* **Activity**:
All of the records below are to be copied exactly.

* **Extracted information**:
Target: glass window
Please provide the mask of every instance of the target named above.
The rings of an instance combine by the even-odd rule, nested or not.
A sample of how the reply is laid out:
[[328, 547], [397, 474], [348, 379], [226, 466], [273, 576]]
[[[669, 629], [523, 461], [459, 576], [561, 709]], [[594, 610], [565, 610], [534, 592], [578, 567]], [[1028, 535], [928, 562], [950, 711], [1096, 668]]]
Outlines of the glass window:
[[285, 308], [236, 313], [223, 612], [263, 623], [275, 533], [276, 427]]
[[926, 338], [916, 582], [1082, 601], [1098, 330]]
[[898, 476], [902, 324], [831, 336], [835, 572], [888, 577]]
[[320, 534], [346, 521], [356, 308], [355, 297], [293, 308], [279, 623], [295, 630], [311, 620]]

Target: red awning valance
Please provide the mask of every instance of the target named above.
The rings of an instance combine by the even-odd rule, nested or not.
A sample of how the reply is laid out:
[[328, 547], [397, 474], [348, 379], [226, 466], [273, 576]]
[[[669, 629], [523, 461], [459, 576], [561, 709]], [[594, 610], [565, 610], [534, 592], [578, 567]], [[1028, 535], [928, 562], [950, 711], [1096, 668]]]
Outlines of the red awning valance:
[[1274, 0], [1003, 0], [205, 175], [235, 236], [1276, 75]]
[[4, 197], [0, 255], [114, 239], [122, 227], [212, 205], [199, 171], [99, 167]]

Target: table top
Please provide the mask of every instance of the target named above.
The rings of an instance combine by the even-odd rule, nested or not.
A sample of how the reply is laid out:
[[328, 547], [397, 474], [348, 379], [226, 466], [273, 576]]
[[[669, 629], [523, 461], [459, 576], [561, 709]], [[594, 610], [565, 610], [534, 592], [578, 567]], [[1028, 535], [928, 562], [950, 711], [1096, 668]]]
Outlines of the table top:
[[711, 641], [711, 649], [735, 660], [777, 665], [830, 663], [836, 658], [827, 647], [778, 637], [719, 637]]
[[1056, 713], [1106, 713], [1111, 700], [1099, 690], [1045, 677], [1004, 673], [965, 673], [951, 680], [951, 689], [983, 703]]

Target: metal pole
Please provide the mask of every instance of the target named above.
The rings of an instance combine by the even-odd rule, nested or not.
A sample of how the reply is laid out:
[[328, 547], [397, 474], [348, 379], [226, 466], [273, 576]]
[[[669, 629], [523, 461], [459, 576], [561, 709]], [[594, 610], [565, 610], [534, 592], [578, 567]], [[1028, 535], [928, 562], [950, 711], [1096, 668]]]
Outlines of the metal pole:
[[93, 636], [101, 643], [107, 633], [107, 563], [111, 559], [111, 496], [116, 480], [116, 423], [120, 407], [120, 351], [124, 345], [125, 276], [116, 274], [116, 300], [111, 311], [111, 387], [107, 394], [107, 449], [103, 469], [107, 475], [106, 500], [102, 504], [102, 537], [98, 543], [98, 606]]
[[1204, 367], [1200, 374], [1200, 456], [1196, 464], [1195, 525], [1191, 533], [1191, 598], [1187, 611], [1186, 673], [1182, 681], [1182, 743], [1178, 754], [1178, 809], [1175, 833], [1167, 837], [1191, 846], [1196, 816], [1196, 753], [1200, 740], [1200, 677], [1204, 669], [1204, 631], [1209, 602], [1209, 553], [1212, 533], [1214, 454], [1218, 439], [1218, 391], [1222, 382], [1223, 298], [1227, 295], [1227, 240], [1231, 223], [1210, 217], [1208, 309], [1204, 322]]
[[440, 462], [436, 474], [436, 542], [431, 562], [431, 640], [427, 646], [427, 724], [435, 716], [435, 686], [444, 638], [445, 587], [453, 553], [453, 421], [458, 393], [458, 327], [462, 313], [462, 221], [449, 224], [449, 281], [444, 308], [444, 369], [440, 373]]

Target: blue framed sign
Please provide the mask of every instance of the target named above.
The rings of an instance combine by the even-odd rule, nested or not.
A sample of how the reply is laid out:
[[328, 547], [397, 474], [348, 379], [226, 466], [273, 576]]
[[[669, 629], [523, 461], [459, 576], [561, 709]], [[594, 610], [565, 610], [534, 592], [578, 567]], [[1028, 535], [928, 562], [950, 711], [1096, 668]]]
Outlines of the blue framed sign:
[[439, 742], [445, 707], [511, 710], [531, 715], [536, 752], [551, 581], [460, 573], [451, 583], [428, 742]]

* **Output of the exercise**:
Target: glass window
Please provide the mask of every instance of the target named above.
The rings of an instance combine by the even-odd rule, nested or not.
A sample of how the reply is laid out:
[[328, 547], [397, 474], [348, 379], [226, 466], [273, 576]]
[[[669, 629], [523, 461], [459, 576], [561, 709]], [[594, 610], [565, 610], [534, 592], [578, 567]], [[1028, 535], [928, 562], [950, 711], [1096, 668]]]
Outlines of the glass window:
[[285, 308], [236, 313], [223, 612], [263, 623], [275, 533], [276, 427]]
[[926, 338], [916, 582], [1082, 601], [1098, 330]]
[[898, 476], [902, 324], [831, 336], [835, 572], [888, 577]]
[[320, 534], [346, 521], [356, 308], [355, 297], [293, 308], [279, 623], [295, 630], [311, 620]]

Target: red awning valance
Please provide the mask of every instance of the target named above.
The rings of an instance combine by the even-odd rule, nested or not.
A sample of how the reply is laid out:
[[328, 547], [397, 474], [348, 379], [226, 466], [273, 576]]
[[[669, 629], [523, 461], [459, 576], [561, 709]], [[594, 610], [565, 610], [534, 592], [578, 567]], [[1028, 535], [928, 562], [950, 711], [1096, 668]]]
Outlines of the red awning valance:
[[1274, 0], [1003, 0], [205, 175], [235, 236], [1276, 75]]
[[4, 197], [0, 255], [114, 239], [122, 227], [212, 205], [199, 171], [99, 167]]

Target: table top
Please provide the mask of every instance of the target named above.
The rings of an instance combine by the even-odd rule, nested or not.
A sample of how the reply is laid out:
[[328, 547], [397, 474], [348, 379], [226, 466], [273, 576]]
[[[669, 629], [523, 461], [459, 576], [561, 709]], [[594, 610], [565, 610], [534, 592], [578, 567]], [[1028, 535], [928, 562], [950, 711], [1096, 668]]]
Outlines of the table top:
[[711, 641], [711, 649], [735, 660], [777, 665], [830, 663], [836, 658], [827, 647], [778, 637], [719, 637]]
[[1056, 713], [1106, 713], [1111, 700], [1099, 690], [1045, 677], [1004, 673], [965, 673], [951, 680], [951, 689], [983, 703]]

Target: metal pole
Please provide the mask of every instance of the target named above.
The rings of an instance combine by the even-odd rule, nested or not.
A sample of how the reply is laid out:
[[328, 547], [397, 474], [348, 379], [226, 466], [273, 576]]
[[[669, 629], [523, 461], [459, 576], [561, 709]], [[594, 610], [565, 610], [534, 592], [578, 567]], [[1028, 535], [928, 562], [950, 711], [1096, 668]]]
Outlines of the metal pole:
[[93, 636], [101, 643], [107, 633], [107, 563], [111, 559], [111, 496], [116, 480], [116, 423], [120, 407], [120, 351], [124, 345], [125, 276], [116, 274], [116, 300], [111, 311], [111, 387], [107, 394], [107, 449], [103, 469], [107, 475], [106, 500], [102, 504], [102, 537], [98, 543], [98, 606]]
[[1204, 367], [1200, 374], [1200, 456], [1196, 464], [1195, 525], [1191, 533], [1191, 598], [1187, 611], [1186, 673], [1182, 681], [1182, 743], [1178, 754], [1178, 809], [1175, 833], [1167, 837], [1191, 846], [1196, 816], [1196, 753], [1200, 740], [1200, 677], [1204, 669], [1204, 631], [1209, 602], [1209, 553], [1212, 533], [1214, 454], [1218, 439], [1218, 391], [1222, 382], [1223, 298], [1227, 295], [1227, 240], [1231, 223], [1210, 217], [1208, 309], [1204, 322]]
[[440, 462], [436, 474], [436, 542], [431, 562], [431, 640], [427, 646], [427, 724], [435, 716], [435, 686], [444, 638], [445, 587], [453, 553], [453, 421], [458, 393], [458, 327], [462, 313], [462, 221], [449, 224], [449, 281], [444, 308], [444, 369], [440, 373]]

Target: blue framed sign
Please provide the mask of every instance of the target named above.
The rings of an instance combine by the even-odd rule, nested or not.
A sample of how the reply is laid out:
[[328, 547], [397, 474], [348, 379], [226, 466], [273, 576]]
[[[669, 629], [523, 461], [459, 576], [561, 709]], [[594, 610], [565, 610], [534, 592], [578, 567]], [[1028, 535], [928, 562], [950, 711], [1096, 668]]]
Outlines of the blue framed sign:
[[439, 742], [445, 707], [511, 710], [531, 715], [536, 752], [551, 581], [460, 573], [451, 583], [428, 742]]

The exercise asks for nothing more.